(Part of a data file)
———

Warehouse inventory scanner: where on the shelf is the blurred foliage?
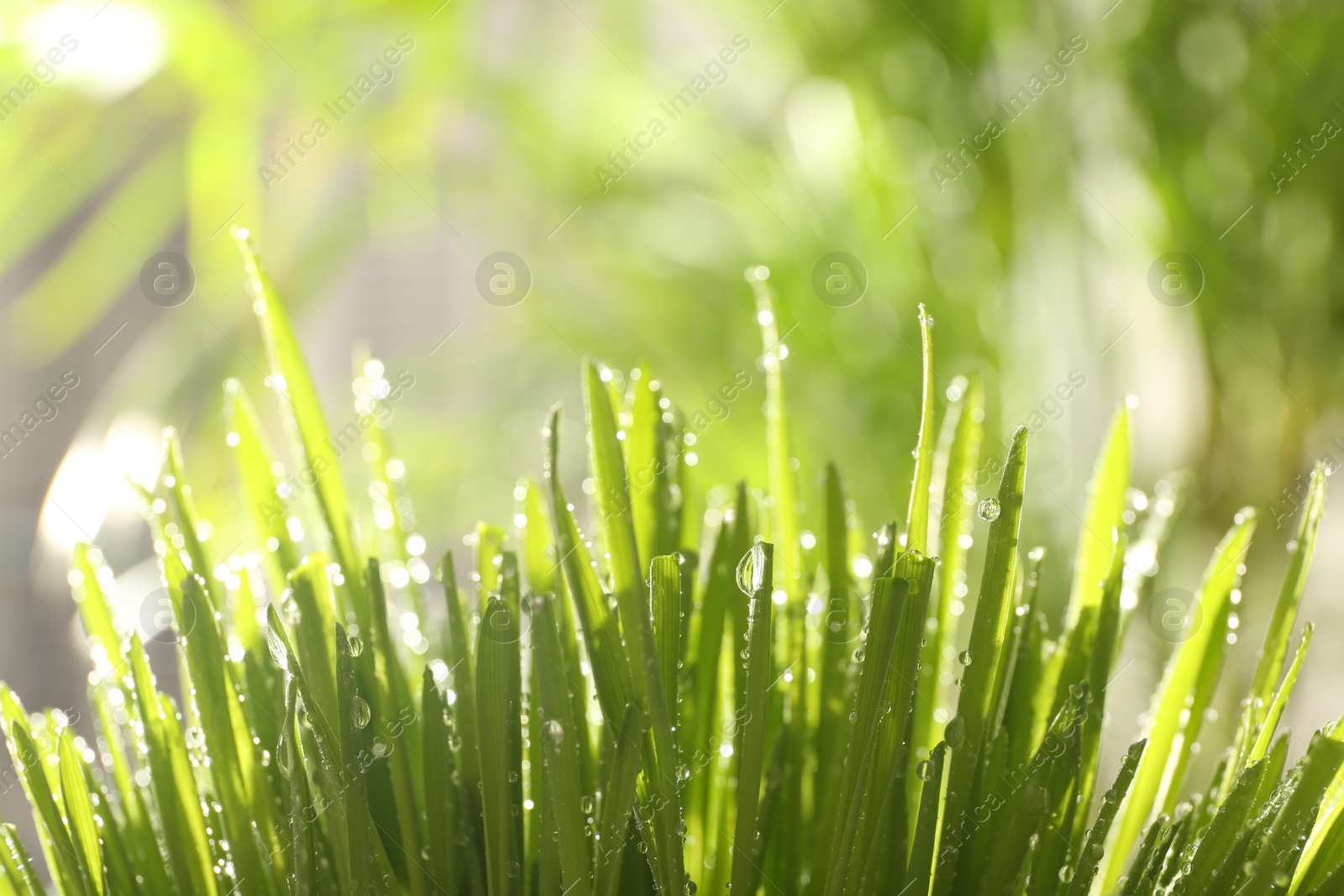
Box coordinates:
[0,0,1344,574]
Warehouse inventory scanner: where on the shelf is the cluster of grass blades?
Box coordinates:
[0,234,1344,896]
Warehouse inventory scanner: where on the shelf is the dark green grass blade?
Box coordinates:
[730,542,774,893]
[1067,740,1147,896]
[593,703,643,896]
[0,825,47,896]
[238,239,370,631]
[529,594,593,896]
[583,363,685,892]
[475,596,522,896]
[934,427,1026,896]
[421,666,462,896]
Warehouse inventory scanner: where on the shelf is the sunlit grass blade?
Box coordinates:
[746,267,811,889]
[365,558,430,896]
[544,406,636,720]
[1064,405,1129,627]
[906,743,948,896]
[910,374,985,784]
[528,594,591,896]
[0,824,47,896]
[1102,509,1255,889]
[1064,740,1147,896]
[1247,622,1315,762]
[1236,464,1326,762]
[824,578,909,896]
[811,464,863,892]
[475,596,522,896]
[730,542,774,893]
[934,427,1026,896]
[235,236,370,631]
[583,363,685,892]
[593,703,643,896]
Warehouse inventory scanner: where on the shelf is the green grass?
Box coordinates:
[0,238,1344,896]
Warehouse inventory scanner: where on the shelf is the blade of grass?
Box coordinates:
[934,427,1026,896]
[529,594,593,896]
[1066,405,1129,627]
[593,703,643,896]
[234,230,371,631]
[1102,509,1255,891]
[475,596,522,896]
[583,363,685,892]
[730,542,774,893]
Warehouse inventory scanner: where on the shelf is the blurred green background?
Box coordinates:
[0,0,1344,843]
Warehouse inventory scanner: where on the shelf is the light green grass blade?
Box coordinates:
[0,824,47,896]
[746,267,811,889]
[649,555,681,726]
[1066,405,1129,627]
[583,363,685,892]
[730,542,774,893]
[235,231,370,631]
[1066,739,1147,896]
[1247,622,1315,762]
[910,374,985,767]
[59,728,108,896]
[365,558,430,896]
[0,685,94,896]
[906,304,937,553]
[544,406,636,721]
[1102,509,1255,891]
[224,379,298,592]
[934,426,1026,896]
[475,596,522,896]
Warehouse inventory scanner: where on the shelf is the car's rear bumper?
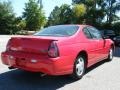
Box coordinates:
[1,52,73,75]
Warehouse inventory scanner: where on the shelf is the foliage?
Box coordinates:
[23,0,45,31]
[0,2,19,34]
[47,4,73,26]
[72,4,86,24]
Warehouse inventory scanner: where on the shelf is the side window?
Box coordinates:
[87,27,102,39]
[83,28,92,39]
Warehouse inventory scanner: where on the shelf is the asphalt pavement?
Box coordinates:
[0,35,120,90]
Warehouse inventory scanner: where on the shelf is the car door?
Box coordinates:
[83,27,98,66]
[87,26,105,61]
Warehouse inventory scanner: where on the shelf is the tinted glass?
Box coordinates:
[83,28,92,39]
[35,25,79,37]
[88,27,102,39]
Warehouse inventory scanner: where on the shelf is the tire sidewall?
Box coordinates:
[72,55,86,80]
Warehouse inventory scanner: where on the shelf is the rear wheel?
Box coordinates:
[107,48,113,61]
[72,55,86,80]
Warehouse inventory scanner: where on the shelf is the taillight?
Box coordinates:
[48,41,59,58]
[6,39,11,51]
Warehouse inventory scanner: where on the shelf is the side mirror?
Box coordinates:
[103,36,110,39]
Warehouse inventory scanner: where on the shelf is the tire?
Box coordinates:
[107,48,113,61]
[71,55,86,80]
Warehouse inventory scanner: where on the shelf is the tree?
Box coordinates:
[23,0,46,31]
[47,4,73,26]
[72,4,86,24]
[0,2,19,34]
[72,0,105,26]
[105,0,120,24]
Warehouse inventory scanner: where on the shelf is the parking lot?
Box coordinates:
[0,36,120,90]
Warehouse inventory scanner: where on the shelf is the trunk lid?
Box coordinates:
[9,36,57,54]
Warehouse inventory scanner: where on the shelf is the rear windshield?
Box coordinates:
[34,25,79,37]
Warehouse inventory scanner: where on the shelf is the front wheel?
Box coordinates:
[107,48,113,61]
[72,56,86,80]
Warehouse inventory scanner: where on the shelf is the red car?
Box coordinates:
[1,25,114,79]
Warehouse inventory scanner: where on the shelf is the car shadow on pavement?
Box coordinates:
[0,48,120,90]
[114,47,120,57]
[0,61,105,90]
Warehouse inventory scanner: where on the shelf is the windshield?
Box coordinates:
[34,25,79,37]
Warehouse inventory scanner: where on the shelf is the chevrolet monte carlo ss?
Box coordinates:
[1,25,114,79]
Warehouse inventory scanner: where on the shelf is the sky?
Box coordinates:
[8,0,72,17]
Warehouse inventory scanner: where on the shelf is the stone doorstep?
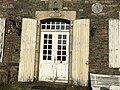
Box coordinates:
[31,82,67,90]
[31,86,66,90]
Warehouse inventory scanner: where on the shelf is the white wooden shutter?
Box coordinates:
[109,19,120,68]
[0,18,6,62]
[18,18,37,82]
[72,19,90,86]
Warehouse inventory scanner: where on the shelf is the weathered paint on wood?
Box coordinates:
[90,73,120,90]
[18,18,37,82]
[72,19,90,86]
[110,86,120,90]
[0,18,6,62]
[109,19,120,68]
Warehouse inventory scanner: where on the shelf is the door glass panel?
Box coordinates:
[57,34,67,61]
[43,34,52,60]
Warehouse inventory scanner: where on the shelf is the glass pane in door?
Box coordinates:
[57,34,67,61]
[43,34,52,60]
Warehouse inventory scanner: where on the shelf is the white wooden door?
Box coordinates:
[39,32,69,82]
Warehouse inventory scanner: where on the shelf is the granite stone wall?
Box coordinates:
[0,0,120,81]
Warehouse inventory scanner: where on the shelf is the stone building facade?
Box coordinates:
[0,0,120,88]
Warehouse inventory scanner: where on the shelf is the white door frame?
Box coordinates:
[39,31,69,82]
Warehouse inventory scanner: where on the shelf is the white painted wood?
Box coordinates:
[39,31,69,82]
[0,18,6,62]
[90,73,120,90]
[72,19,90,86]
[109,19,120,68]
[18,18,37,82]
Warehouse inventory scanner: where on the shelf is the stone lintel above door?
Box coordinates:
[35,11,76,21]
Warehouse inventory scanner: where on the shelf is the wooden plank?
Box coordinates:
[72,19,90,86]
[0,18,6,62]
[18,18,37,82]
[109,19,120,68]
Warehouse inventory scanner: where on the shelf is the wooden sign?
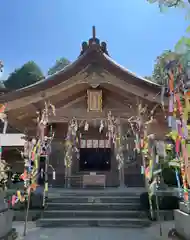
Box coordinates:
[87,90,102,112]
[86,139,92,148]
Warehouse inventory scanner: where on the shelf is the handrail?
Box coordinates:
[23,172,41,236]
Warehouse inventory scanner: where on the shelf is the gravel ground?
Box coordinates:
[13,221,178,240]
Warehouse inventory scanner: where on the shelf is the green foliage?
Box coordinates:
[48,57,71,75]
[152,50,180,85]
[4,61,44,90]
[147,0,190,53]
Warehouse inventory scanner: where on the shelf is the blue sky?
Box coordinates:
[0,0,188,79]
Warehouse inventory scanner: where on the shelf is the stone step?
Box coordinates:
[46,202,141,211]
[36,218,150,228]
[48,188,145,197]
[47,195,140,203]
[43,210,146,219]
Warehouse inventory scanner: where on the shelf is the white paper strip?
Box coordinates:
[105,140,110,148]
[93,140,98,148]
[87,139,92,148]
[80,139,86,148]
[99,139,104,148]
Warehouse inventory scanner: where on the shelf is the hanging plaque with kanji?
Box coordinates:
[87,90,102,112]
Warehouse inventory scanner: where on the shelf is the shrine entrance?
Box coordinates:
[79,148,111,172]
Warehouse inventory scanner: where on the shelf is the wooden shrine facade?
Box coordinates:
[0,28,167,186]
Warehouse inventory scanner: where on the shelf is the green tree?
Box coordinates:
[48,57,71,75]
[4,61,44,90]
[147,0,190,53]
[152,50,181,85]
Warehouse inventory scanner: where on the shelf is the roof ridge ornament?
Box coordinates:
[80,26,109,56]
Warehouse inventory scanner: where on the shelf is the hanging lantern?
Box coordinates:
[99,120,104,133]
[84,121,89,131]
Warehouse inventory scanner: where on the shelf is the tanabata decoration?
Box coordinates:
[0,104,8,134]
[168,64,188,202]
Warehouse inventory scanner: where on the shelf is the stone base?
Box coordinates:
[179,202,190,214]
[0,228,18,240]
[174,210,190,240]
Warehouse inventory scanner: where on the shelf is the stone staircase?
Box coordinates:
[36,188,150,228]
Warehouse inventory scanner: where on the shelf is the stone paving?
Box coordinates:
[13,222,177,240]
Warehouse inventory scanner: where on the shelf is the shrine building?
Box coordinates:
[0,27,167,187]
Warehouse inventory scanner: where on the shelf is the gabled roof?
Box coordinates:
[0,27,161,101]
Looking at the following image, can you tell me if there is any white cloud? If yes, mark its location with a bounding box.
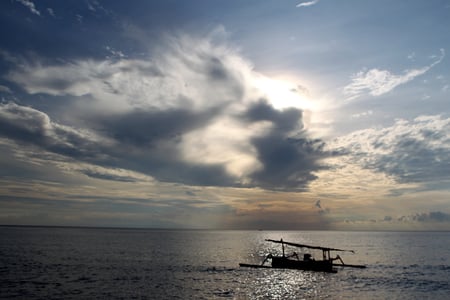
[16,0,41,16]
[296,0,320,7]
[47,7,56,17]
[344,49,445,100]
[0,85,11,94]
[1,32,323,190]
[329,115,450,189]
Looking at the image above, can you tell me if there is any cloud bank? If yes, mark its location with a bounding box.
[344,49,445,100]
[334,115,450,190]
[0,32,330,189]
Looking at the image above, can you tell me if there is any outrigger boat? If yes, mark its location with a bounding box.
[239,239,366,273]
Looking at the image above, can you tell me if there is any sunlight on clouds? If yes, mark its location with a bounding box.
[181,117,271,184]
[254,75,315,110]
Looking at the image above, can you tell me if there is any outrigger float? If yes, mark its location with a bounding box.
[239,239,366,273]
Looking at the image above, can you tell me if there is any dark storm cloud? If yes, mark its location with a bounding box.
[0,99,328,189]
[0,103,108,160]
[0,27,330,190]
[95,109,217,146]
[244,101,331,189]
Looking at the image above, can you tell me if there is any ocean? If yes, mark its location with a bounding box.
[0,226,450,299]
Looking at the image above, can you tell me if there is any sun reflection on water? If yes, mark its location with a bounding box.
[238,269,329,299]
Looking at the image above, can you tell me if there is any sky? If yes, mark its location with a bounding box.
[0,0,450,230]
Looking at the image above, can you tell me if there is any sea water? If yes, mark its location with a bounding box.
[0,227,450,299]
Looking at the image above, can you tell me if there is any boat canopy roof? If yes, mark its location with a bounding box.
[266,239,355,253]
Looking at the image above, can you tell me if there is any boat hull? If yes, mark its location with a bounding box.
[272,256,336,273]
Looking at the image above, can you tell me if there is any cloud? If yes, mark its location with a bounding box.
[334,115,450,189]
[296,0,319,7]
[16,0,41,16]
[398,211,450,223]
[344,49,445,100]
[0,85,12,94]
[0,32,330,189]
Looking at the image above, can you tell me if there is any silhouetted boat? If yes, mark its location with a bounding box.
[239,239,366,273]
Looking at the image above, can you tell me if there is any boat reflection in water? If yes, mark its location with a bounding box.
[239,239,366,273]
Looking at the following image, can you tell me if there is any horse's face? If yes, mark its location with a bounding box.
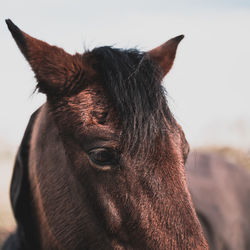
[6,20,206,249]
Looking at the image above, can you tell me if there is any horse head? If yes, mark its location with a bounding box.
[7,20,207,249]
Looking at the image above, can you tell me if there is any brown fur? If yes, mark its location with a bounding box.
[3,21,207,249]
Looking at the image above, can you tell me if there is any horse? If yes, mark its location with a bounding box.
[185,151,250,250]
[3,20,208,250]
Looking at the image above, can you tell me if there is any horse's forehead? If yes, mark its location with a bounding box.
[67,83,115,126]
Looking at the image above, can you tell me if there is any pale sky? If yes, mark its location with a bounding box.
[0,0,250,150]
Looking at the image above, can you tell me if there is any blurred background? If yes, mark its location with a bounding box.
[0,0,250,244]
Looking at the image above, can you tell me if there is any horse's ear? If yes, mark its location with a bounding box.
[6,19,83,94]
[148,35,184,76]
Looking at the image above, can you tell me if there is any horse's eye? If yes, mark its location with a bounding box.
[89,148,117,167]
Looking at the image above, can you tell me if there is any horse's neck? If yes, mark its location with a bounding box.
[29,104,61,249]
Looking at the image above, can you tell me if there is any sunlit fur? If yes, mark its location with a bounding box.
[3,21,207,249]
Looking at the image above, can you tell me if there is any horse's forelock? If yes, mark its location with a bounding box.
[91,47,175,154]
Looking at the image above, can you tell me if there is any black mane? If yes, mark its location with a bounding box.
[91,46,174,154]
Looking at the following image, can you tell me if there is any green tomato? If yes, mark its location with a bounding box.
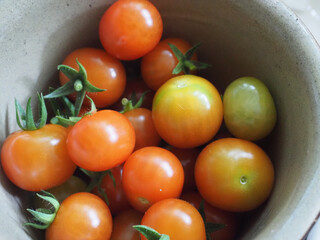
[223,77,277,141]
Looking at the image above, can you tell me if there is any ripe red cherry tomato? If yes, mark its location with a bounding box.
[46,192,112,240]
[181,192,239,240]
[93,165,131,215]
[59,48,126,108]
[141,38,197,91]
[67,110,135,171]
[110,209,143,240]
[99,0,163,60]
[122,147,184,212]
[152,75,223,148]
[1,124,76,191]
[195,138,274,212]
[141,199,206,240]
[124,108,161,150]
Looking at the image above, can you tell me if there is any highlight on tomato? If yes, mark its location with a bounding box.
[195,138,274,212]
[59,48,126,108]
[99,0,163,60]
[152,75,223,148]
[67,110,135,172]
[122,147,184,212]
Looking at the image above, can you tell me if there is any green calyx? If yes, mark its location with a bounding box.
[168,43,211,75]
[120,91,149,113]
[198,200,225,240]
[24,191,60,229]
[80,168,116,205]
[132,225,170,240]
[15,93,48,131]
[44,59,106,117]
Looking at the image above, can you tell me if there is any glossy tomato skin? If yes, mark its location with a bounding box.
[1,124,76,191]
[168,146,200,192]
[67,110,135,171]
[99,0,163,60]
[141,199,206,240]
[46,192,112,240]
[122,147,184,212]
[93,165,131,215]
[59,48,126,108]
[141,38,198,91]
[152,75,223,148]
[195,138,274,212]
[181,192,239,240]
[110,209,143,240]
[124,108,161,150]
[223,77,277,141]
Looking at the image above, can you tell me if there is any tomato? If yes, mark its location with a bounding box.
[99,0,163,60]
[112,79,154,111]
[152,75,223,148]
[34,176,87,209]
[168,146,200,191]
[124,108,161,150]
[195,138,274,212]
[59,48,126,108]
[141,199,206,240]
[122,147,184,212]
[111,209,143,240]
[181,192,239,240]
[67,110,135,171]
[1,124,76,191]
[141,38,197,91]
[46,192,112,240]
[94,165,131,215]
[223,77,277,141]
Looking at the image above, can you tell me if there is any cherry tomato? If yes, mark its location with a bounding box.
[110,209,143,240]
[59,48,126,108]
[34,176,87,209]
[122,147,184,212]
[46,192,112,240]
[141,38,197,91]
[223,77,277,141]
[1,124,76,191]
[67,110,135,171]
[195,138,274,212]
[124,108,161,150]
[141,199,206,240]
[181,192,239,240]
[99,0,163,60]
[152,75,223,148]
[168,146,200,191]
[94,165,131,215]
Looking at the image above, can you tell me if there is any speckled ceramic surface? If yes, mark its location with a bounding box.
[0,0,320,240]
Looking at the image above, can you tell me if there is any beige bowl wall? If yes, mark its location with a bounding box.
[0,0,320,240]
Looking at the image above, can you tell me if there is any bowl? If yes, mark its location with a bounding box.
[0,0,320,240]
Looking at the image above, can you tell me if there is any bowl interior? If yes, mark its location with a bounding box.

———

Task description: Rewrite the data from the line with "the green foliage?" to the line with "[43,210,146,219]", renaming "stone step" as "stone stair" and leaving everything else unchanged.

Solution for this exercise:
Warehouse inventory scanner: where on the shelf is the green foliage?
Box coordinates:
[48,57,71,75]
[152,50,180,85]
[4,61,44,90]
[147,0,190,53]
Warehouse inventory scanner: where on the shelf is the blue sky?
Box coordinates:
[0,0,188,79]
Warehouse inventory scanner: where on the shelf is the stone stair?
Box coordinates:
[46,202,141,211]
[36,218,150,228]
[48,188,145,197]
[47,195,140,203]
[43,210,146,219]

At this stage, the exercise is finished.